Goal of the exercise:
Can you echo the material below word for word, leaving out the pictures?

++++ Recorded information

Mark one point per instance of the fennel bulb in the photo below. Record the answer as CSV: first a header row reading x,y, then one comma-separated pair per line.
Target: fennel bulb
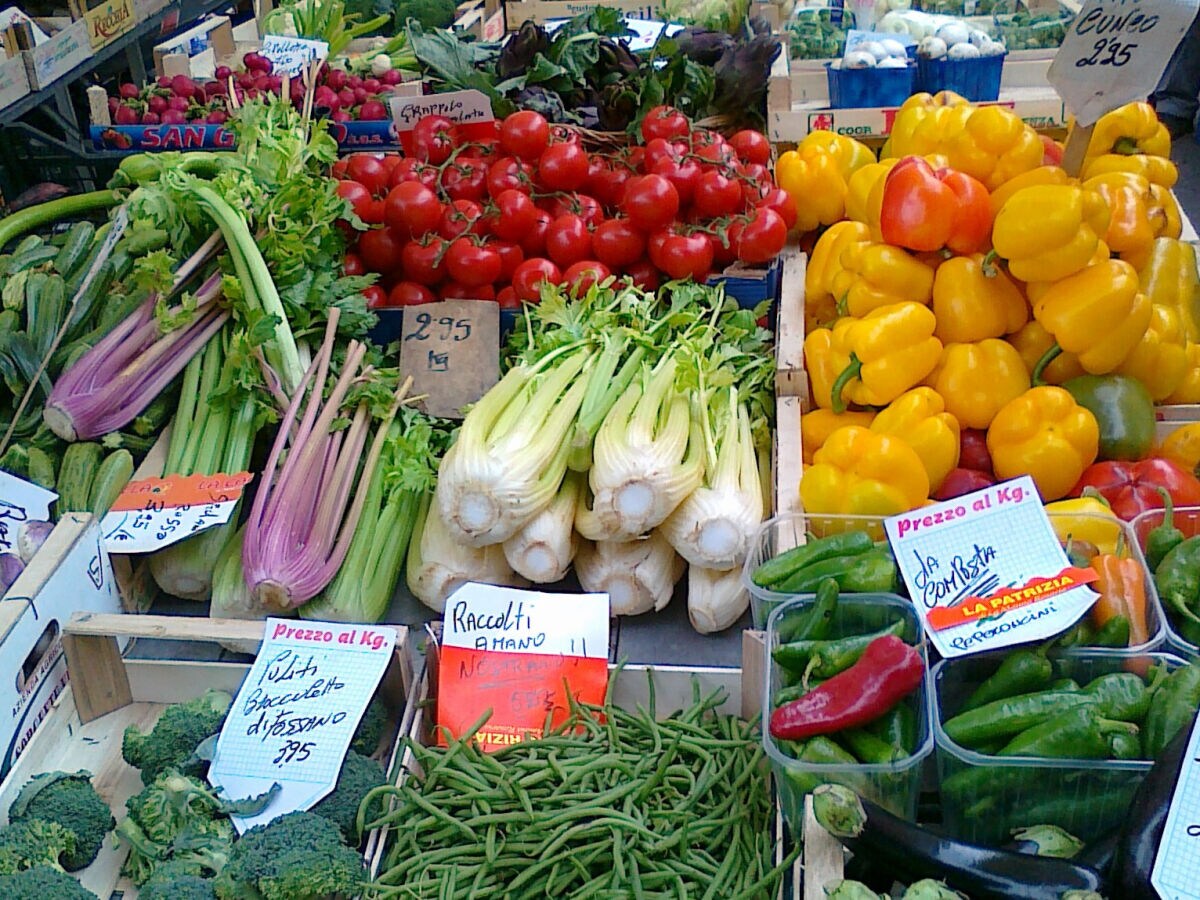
x,y
544,547
511,451
639,575
714,525
715,599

++++++++

Written response:
Mark one point per instance of the fennel bulb in the photo below. Record the answer as CSV: first a header row reading x,y, then one comma-separated pair per line.
Target: fennel bulb
x,y
544,547
511,451
639,575
714,525
715,599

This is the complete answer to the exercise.